Excerpted passage –
Content starts
Cabinet to weigh reimposing restrictions amid rise in coronavirus infections

Limits could include capping gatherings at 20-30 people, events up to 150 people, encouraging employers to return to work-from-home formats

People wearing face masks walk in Jerusalem on June 24, 2020. (Olivier Fitoussi/Flash90)
People wearing face masks walk in Jerusalem on June 24, 2020. (Olivier Fitoussi/Flash90)

Israel’s “coronavirus cabinet,” tasked with leading the government’s response to the virus outbreak, is set to convene on Sunday to weigh reimposing some restrictions, as the infection rate in Israel continues to climb.

In an interview with Channel 12 news on Saturday, Deputy Health Minister Yoav Kisch said possible measures proposed by the Health Ministry would include limiting youth programs over the summer break, limiting the size of gatherings, and requiring “capsules” at educational institutions and at workplaces, with set groups of employees working the same shifts.

“The steps we take now, today, will prevent a lockdown tomorrow. We have to act today to stop the rise in infections. The numbers now are 400-500 infections a day and we know that in the next two weeks, these numbers will rise,” Kisch told Channel 12.

The network said that among the measures being considered are limiting gatherings to 20-30 people; capping events such as weddings at 150 people instead of 250; restoring “capsules” at summer schools; limiting the number of people in beaches; barring summer camps; and encouraging workplaces to have employees work from home.

Kisch stressed that a final decision on new restrictions would be up to the government.

Likud MK Yoav Kisch chairs a Knesset Interior Affairs Committee meeting on July 12, 2018. (Yonatan Sindel/Flash90)

According to Channel 12 news, officials from the Health Ministry and National Security Council will meet this evening to discuss what restrictions the coronavirus cabinet should approve when it meets on Sunday.

Finance Minister Israel Katz said he will support the Health Ministry’s restrictions proposal “if they are logical from a health perspective” but indicated that he will “do everything to prevent decisions that call for mass closures of businesses” and that roll back economic activity.

Israel began imposing restrictions in March to combat the outbreak, shuttering schools, universities, malls, restaurants, and other public places, and limiting the number of people allowed at workplaces. The government started rolling these restrictions back in May, but the country has seen an increase in coronavirus infections in recent weeks. On Friday evening, the Health Ministry reported 400 new infections over the previous 24 hours, taking the national tally to 22,800. The number of active cases stood at 5,614.

There were 46 people in serious condition, 28 of whom were on ventilators. Another 48 people were in moderate condition, with the rest experiencing only mild symptoms or none at all.

Israel’s coronavirus death toll rose to 315 on Saturday after a 19-year-old succumbed to the disease.

In a bid to stop the increase, the Knesset on Wednesday night advanced a bill to reinstate the Shin Bet surveillance program aimed at tracking virus carriers and those exposed to them — despite opposition from the agency itself to the move.

In addition, Defense Minister Benny Gantz ordered the IDF’s Home Front Command to open additional hotels for coronavirus patients and for quarantine purposes. The army is currently running six facilities for those infected and those who cannot adequately self-isolate at home.
Content ends
(Source records)
Content starts
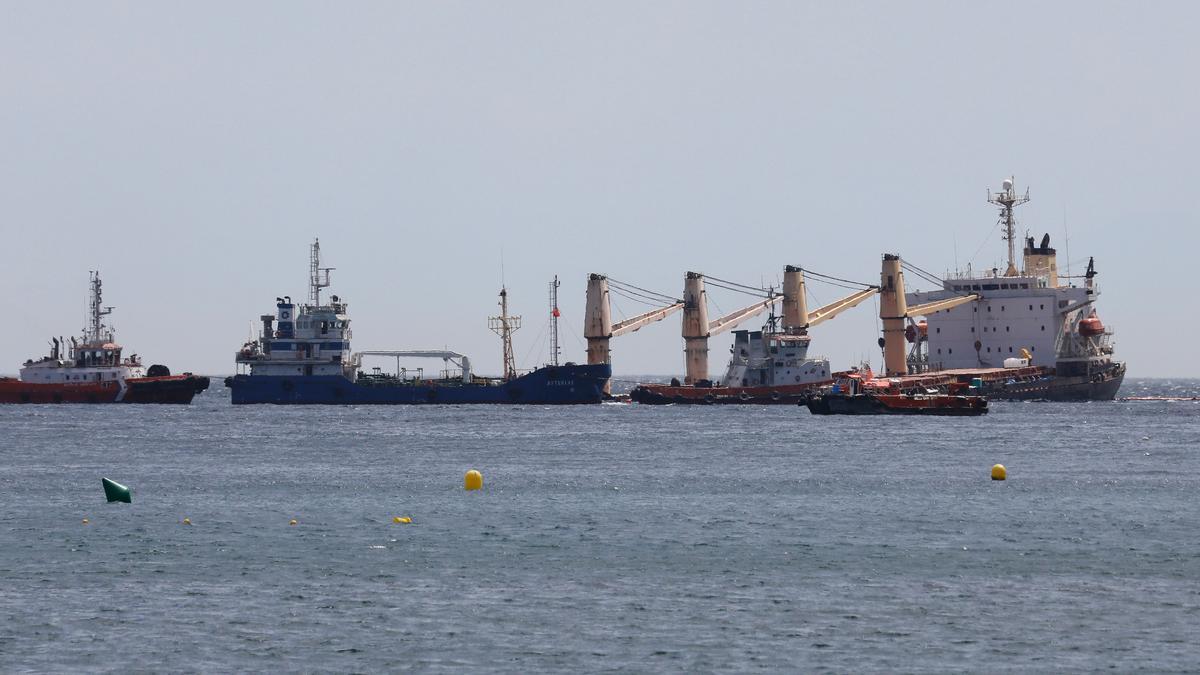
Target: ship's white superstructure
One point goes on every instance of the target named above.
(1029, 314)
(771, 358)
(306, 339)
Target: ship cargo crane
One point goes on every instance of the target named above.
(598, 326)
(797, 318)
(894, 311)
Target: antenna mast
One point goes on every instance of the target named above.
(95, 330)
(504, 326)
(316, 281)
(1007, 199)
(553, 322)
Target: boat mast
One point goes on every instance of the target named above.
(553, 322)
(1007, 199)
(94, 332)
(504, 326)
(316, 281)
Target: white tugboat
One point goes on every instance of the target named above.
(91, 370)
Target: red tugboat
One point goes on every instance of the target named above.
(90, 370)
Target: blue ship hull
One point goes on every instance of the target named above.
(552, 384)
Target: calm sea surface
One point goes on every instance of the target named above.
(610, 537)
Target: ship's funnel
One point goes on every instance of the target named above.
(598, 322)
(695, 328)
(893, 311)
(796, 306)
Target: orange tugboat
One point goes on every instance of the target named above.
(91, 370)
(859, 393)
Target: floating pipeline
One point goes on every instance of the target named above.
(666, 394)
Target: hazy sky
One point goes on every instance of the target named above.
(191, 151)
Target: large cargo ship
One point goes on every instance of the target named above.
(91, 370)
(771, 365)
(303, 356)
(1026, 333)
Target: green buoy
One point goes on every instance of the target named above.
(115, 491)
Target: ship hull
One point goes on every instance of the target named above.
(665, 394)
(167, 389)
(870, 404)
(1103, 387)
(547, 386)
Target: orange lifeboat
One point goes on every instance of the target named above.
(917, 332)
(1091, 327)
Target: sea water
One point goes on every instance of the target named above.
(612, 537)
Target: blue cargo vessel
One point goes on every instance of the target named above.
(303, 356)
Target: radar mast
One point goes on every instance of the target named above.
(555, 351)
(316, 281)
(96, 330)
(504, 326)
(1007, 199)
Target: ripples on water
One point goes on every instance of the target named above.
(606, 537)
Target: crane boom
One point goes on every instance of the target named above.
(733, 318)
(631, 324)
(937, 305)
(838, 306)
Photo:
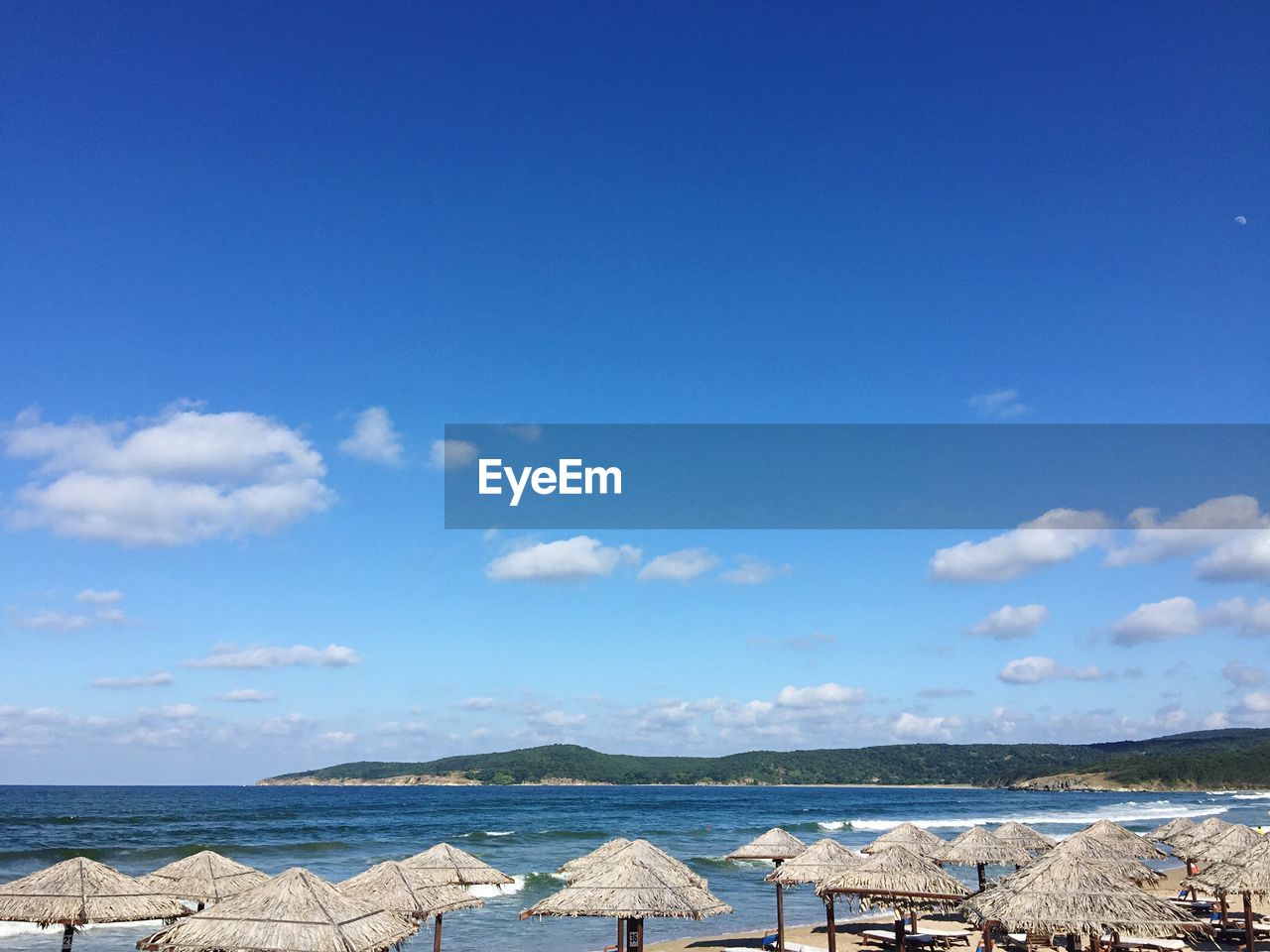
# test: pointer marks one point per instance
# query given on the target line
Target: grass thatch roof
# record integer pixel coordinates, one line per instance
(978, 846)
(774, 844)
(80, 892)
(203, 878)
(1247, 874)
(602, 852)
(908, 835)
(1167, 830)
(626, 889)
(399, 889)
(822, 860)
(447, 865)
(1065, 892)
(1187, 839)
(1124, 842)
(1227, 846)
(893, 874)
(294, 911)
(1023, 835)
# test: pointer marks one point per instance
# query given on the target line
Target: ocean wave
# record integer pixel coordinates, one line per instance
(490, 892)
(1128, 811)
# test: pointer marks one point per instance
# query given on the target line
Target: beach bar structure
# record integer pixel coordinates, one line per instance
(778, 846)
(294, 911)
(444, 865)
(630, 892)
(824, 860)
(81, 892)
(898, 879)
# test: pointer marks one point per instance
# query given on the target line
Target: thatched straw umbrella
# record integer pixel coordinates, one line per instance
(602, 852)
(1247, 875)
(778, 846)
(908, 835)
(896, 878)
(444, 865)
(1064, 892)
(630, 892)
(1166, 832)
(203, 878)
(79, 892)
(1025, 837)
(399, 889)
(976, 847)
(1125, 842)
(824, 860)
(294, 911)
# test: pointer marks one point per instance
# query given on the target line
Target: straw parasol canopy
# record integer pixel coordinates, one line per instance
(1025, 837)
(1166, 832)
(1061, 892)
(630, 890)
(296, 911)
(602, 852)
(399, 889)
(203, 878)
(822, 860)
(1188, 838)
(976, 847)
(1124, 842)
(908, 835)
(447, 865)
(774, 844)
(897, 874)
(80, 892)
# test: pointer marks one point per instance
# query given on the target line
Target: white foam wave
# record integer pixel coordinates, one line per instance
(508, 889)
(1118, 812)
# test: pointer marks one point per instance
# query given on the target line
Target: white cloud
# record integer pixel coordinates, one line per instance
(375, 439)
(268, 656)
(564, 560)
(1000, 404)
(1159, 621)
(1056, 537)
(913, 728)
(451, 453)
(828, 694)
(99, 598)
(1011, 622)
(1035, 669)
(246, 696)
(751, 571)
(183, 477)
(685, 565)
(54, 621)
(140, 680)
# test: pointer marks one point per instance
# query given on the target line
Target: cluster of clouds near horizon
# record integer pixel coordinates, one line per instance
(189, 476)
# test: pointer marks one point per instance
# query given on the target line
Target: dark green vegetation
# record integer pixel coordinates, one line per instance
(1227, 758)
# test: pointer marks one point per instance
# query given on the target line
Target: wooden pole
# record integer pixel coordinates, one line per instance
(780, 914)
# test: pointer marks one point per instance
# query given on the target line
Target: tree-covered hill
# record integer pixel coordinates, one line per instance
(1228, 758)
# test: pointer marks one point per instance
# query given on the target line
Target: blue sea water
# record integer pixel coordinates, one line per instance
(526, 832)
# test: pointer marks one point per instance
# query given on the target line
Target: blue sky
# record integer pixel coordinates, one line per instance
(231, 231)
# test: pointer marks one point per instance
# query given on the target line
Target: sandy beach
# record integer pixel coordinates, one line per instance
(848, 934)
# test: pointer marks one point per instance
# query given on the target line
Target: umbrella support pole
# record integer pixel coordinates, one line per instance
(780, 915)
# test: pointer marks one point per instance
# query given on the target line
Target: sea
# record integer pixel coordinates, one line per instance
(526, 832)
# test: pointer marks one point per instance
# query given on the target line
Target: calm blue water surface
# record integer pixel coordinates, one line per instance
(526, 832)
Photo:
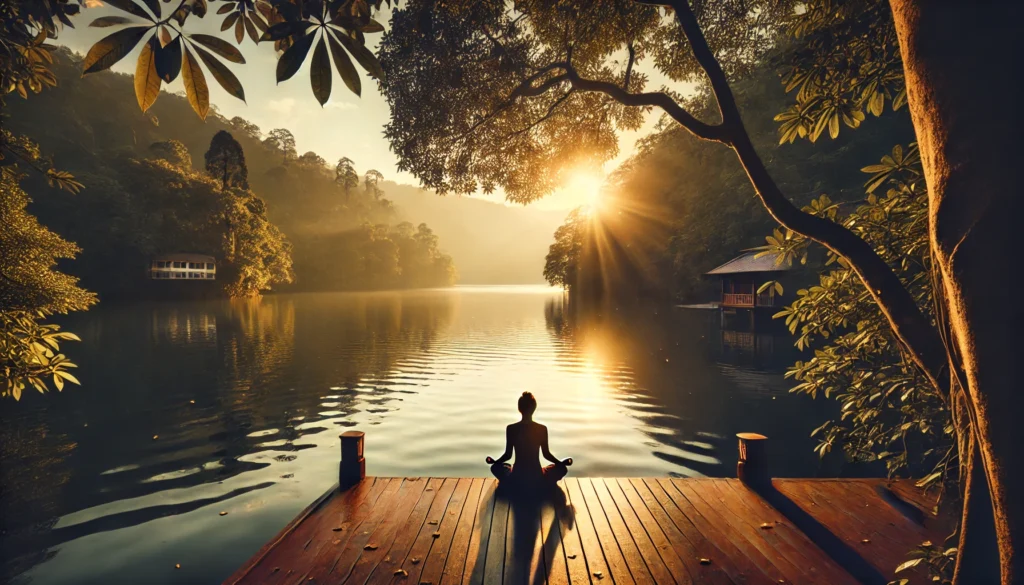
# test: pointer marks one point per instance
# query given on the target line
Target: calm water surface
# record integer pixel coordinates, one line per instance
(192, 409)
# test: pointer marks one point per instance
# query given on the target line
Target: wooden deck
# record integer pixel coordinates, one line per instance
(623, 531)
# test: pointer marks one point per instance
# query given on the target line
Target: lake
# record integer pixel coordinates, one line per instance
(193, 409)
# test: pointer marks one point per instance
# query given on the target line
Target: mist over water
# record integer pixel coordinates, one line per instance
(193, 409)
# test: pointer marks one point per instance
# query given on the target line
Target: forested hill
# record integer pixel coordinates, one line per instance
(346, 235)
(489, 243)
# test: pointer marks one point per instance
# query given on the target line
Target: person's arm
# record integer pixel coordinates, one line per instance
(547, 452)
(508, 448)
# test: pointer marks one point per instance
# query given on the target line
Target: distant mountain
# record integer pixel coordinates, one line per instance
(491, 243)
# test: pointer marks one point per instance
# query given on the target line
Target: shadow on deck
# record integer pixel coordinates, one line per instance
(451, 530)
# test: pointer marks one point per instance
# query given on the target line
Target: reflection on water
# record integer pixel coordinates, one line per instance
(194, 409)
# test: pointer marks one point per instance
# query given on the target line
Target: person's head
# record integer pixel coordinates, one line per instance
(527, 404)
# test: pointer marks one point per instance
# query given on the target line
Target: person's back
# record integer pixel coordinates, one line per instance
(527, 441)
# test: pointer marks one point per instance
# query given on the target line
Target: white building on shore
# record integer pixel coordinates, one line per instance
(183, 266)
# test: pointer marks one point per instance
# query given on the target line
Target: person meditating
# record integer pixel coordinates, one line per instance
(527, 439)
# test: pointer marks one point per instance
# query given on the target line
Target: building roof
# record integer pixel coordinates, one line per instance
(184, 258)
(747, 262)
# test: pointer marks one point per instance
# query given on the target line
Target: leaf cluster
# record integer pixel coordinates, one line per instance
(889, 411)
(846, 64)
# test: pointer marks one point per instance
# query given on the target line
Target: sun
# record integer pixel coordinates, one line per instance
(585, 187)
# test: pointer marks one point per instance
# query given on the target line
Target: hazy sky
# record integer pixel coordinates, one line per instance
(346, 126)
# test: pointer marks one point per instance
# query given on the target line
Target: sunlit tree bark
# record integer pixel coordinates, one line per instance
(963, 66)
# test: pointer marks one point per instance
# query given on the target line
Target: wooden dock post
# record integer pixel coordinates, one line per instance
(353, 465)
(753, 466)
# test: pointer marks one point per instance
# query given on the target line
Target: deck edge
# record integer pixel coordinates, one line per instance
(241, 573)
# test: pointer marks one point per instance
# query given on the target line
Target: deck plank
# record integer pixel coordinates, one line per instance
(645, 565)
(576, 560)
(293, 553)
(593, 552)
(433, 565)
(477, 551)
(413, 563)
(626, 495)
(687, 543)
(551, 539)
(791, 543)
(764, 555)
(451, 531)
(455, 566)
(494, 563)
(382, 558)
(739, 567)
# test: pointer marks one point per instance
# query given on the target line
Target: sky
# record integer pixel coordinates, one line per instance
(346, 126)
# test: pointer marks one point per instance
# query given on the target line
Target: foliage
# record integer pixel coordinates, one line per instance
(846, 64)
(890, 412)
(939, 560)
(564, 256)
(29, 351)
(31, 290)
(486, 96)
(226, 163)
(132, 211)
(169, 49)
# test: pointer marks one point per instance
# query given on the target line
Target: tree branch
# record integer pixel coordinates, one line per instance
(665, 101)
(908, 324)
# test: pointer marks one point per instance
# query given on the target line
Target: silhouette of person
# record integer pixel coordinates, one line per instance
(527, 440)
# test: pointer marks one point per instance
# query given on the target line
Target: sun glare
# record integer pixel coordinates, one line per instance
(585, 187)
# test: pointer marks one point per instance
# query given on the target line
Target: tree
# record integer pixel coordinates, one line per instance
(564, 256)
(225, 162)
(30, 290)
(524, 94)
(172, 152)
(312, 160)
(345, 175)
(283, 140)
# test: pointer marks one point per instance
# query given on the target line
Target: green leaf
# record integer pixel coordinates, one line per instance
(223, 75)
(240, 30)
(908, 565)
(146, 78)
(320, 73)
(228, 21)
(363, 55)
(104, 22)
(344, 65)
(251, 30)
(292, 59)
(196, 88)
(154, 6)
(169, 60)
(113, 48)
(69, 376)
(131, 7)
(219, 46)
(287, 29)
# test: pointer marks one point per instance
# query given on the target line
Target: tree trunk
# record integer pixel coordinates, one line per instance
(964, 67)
Content ends
What is being asked – Quote word for word the part of the coronavirus restrictions article that begins with the words containing "The network said" and ends with "to the government.".

The completed task –
The network said that among the measures being considered are limiting gatherings to 20-30 people; capping events such as weddings at 150 people instead of 250; restoring “capsules” at summer schools; limiting the number of people in beaches; barring summer camps; and encouraging workplaces to have employees work from home.

Kisch stressed that a final decision on new restrictions would be up to the government.